Material:
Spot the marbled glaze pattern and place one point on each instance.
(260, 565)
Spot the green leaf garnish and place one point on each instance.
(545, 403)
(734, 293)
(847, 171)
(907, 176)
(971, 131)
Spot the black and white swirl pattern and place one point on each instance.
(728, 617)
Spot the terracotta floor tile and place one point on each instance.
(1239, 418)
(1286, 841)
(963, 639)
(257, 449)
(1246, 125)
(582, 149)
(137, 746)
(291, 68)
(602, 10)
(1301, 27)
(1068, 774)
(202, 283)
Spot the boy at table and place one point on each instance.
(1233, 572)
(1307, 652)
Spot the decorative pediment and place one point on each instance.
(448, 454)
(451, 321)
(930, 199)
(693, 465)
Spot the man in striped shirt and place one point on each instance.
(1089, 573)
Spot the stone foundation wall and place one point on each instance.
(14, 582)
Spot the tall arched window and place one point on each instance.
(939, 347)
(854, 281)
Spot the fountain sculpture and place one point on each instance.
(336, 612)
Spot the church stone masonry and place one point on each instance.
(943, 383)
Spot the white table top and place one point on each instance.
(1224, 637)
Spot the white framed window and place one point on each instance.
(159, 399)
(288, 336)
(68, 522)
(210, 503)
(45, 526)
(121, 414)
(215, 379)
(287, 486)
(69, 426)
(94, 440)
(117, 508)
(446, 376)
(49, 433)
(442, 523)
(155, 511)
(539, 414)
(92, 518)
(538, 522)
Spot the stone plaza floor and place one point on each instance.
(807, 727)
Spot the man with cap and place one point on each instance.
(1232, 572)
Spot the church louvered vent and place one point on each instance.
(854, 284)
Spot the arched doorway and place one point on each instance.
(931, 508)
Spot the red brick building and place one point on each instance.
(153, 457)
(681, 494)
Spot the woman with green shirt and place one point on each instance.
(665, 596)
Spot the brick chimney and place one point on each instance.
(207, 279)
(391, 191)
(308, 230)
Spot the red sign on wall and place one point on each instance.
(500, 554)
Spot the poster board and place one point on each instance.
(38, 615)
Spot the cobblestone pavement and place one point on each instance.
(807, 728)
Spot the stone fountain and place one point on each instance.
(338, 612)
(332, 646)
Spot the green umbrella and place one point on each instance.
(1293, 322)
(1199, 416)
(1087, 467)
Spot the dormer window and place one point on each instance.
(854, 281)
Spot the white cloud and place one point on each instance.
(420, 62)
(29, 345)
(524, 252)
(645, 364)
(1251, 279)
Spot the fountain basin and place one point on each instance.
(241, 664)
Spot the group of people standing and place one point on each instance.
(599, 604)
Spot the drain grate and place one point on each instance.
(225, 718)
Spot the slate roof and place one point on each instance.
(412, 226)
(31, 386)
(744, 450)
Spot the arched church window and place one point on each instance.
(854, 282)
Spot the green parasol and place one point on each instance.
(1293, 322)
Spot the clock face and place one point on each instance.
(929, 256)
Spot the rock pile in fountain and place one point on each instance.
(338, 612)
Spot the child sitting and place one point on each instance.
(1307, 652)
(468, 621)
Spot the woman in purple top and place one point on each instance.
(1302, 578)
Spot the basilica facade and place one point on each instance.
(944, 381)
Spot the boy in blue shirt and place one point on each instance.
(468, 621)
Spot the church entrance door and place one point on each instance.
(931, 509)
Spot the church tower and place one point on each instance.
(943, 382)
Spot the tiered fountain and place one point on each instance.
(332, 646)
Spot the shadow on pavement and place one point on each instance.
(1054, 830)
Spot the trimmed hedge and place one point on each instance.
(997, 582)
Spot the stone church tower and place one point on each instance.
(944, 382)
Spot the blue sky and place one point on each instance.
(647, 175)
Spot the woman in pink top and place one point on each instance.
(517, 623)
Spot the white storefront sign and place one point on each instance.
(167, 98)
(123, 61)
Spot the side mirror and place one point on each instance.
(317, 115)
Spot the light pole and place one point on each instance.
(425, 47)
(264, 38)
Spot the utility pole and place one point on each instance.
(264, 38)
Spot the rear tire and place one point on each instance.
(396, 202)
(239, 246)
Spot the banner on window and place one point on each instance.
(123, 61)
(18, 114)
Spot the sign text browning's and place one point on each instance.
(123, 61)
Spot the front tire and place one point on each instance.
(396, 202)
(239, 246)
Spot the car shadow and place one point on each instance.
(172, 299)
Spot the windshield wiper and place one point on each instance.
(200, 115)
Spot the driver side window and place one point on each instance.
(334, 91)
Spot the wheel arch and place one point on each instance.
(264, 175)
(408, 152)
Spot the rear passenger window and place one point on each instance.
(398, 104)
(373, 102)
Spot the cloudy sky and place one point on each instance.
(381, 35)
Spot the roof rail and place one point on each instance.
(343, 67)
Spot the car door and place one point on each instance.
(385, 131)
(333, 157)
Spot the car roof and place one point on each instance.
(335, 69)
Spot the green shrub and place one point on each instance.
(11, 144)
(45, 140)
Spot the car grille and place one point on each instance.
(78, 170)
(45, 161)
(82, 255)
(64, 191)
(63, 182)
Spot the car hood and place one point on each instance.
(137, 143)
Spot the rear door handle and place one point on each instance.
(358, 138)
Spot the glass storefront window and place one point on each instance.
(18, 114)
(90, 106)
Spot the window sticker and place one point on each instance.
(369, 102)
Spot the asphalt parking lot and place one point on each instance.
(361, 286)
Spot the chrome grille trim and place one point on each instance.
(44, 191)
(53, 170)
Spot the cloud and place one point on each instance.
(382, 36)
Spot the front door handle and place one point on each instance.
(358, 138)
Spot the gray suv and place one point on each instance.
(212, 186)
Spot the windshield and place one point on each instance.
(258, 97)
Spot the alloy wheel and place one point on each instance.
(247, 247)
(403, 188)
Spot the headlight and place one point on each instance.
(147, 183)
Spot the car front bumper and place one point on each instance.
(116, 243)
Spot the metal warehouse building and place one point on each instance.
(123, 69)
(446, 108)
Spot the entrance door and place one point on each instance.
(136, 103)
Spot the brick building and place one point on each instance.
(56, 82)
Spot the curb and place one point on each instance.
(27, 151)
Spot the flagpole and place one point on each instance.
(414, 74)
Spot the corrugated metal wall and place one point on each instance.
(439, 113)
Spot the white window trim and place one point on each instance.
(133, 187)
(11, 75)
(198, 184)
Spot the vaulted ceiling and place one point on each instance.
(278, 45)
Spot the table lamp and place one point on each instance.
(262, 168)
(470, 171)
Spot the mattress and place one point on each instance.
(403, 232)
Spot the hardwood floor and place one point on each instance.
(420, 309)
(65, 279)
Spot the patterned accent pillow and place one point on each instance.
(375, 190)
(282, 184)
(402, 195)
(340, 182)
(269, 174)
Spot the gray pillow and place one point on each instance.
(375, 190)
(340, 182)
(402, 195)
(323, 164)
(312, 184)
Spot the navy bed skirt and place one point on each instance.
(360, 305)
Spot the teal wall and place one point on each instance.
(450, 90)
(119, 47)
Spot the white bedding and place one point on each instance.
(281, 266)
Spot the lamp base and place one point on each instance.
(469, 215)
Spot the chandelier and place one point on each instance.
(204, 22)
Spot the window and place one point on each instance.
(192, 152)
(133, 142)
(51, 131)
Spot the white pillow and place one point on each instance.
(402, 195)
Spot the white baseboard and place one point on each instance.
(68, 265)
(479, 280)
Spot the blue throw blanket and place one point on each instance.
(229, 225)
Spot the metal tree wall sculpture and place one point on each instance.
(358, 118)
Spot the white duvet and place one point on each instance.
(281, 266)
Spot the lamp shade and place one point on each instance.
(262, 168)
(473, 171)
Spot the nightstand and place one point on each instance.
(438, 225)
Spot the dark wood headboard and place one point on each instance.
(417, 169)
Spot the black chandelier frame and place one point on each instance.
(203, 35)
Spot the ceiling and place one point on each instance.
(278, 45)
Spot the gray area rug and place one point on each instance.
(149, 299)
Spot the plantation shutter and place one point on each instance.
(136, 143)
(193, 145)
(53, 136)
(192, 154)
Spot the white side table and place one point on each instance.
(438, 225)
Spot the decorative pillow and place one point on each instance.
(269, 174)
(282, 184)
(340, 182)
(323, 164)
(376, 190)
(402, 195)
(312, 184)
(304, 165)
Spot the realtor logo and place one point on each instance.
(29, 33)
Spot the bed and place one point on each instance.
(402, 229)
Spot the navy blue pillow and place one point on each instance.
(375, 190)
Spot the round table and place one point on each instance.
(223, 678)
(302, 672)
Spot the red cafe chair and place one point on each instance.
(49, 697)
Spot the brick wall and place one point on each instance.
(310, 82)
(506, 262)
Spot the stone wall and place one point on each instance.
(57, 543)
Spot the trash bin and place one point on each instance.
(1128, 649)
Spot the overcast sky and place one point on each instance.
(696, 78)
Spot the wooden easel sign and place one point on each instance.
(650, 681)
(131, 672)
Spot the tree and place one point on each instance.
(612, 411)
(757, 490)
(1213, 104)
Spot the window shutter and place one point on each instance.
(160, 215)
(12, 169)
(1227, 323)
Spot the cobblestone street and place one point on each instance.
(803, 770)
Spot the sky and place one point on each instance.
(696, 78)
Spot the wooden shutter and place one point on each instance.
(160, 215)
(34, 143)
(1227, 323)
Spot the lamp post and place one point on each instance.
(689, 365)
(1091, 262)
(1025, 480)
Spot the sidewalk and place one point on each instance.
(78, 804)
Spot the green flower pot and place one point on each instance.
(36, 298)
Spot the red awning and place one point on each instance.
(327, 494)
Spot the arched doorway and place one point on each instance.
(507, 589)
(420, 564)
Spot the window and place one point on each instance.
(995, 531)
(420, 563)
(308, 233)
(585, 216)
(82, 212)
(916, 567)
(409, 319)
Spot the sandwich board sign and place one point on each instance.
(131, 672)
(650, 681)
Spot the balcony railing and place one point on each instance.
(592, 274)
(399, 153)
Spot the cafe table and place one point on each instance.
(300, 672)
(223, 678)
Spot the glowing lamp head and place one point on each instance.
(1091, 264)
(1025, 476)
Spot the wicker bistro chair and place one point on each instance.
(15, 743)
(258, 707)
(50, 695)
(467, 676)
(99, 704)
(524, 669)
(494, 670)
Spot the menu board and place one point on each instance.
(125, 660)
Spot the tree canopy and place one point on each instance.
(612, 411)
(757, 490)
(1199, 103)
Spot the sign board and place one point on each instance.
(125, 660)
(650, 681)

What to do: Please output the entries from the line containing "Spot the church stone" to the line containing "(1251, 279)", both ends included, as a numbered list with blank lines omitted.

Expected answer:
1. Spot the church stone masonry and place one point on each instance.
2. (943, 383)
3. Spot the white table top and place one point on each instance.
4. (1224, 637)
5. Spot the white framed window and place one point on each instance.
6. (159, 399)
7. (288, 336)
8. (68, 522)
9. (210, 503)
10. (45, 526)
11. (121, 414)
12. (215, 379)
13. (287, 486)
14. (69, 426)
15. (94, 440)
16. (117, 508)
17. (446, 376)
18. (49, 433)
19. (442, 523)
20. (155, 511)
21. (539, 414)
22. (92, 518)
23. (538, 522)
24. Spot the stone plaza floor and place one point on each instance.
25. (807, 727)
26. Spot the man with cap and place one point on each instance.
27. (1232, 572)
28. Spot the church louvered vent and place one point on each instance.
29. (854, 284)
30. Spot the arched doorway and place one point on each instance.
31. (931, 508)
32. Spot the red brick building and place one point on each instance.
33. (153, 457)
34. (681, 494)
35. Spot the woman with green shirt and place one point on each instance.
36. (665, 596)
37. Spot the brick chimney and place one point on each instance.
38. (207, 279)
39. (391, 191)
40. (308, 230)
41. Spot the red sign on wall and place one point on each instance.
42. (500, 554)
43. Spot the poster board and place one point on each instance.
44. (38, 615)
45. Spot the cobblestone pavement and place one point on each instance.
46. (807, 728)
47. Spot the stone fountain and place one point on each instance.
48. (338, 612)
49. (332, 646)
50. Spot the green umbrella and place one point on each instance.
51. (1293, 322)
52. (1199, 416)
53. (1087, 467)
54. Spot the dormer window and place one point on each instance.
55. (854, 281)
56. Spot the white cloud and place one point on each instance.
57. (420, 62)
58. (29, 345)
59. (524, 252)
60. (645, 364)
61. (1251, 279)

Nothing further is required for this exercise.